About this exercise:
A letter-for-letter copy of the listing is required, with no pictures in it.

Material for this exercise:

== Segment start ==

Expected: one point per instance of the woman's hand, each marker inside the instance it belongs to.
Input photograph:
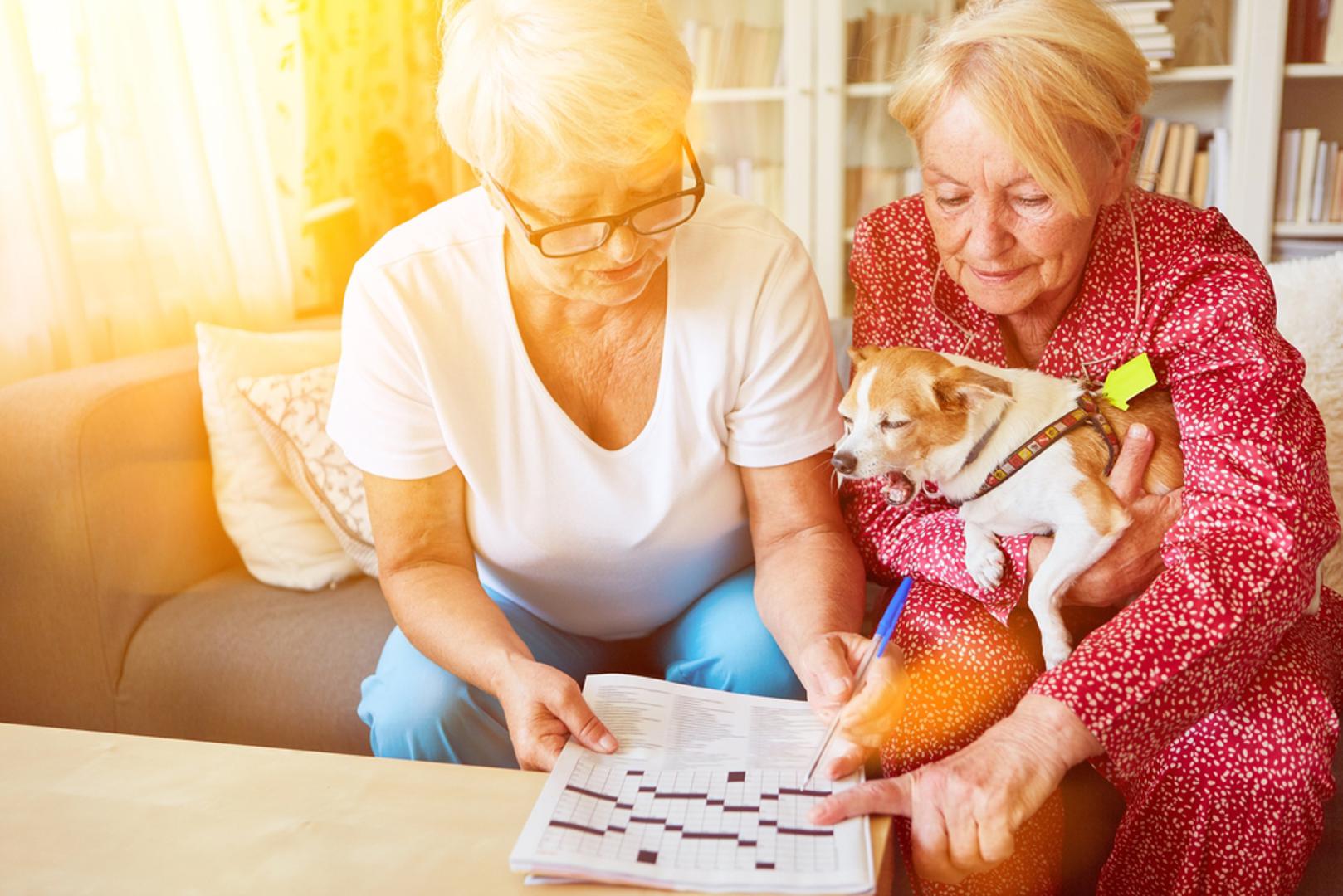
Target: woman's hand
(965, 811)
(545, 707)
(1132, 562)
(871, 713)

== Segment end ==

Response below:
Expected: one point per instance of the woman's hand, each marker inside the instance it belongs to.
Input photograph:
Target: woman's hand
(965, 811)
(545, 707)
(1132, 562)
(871, 713)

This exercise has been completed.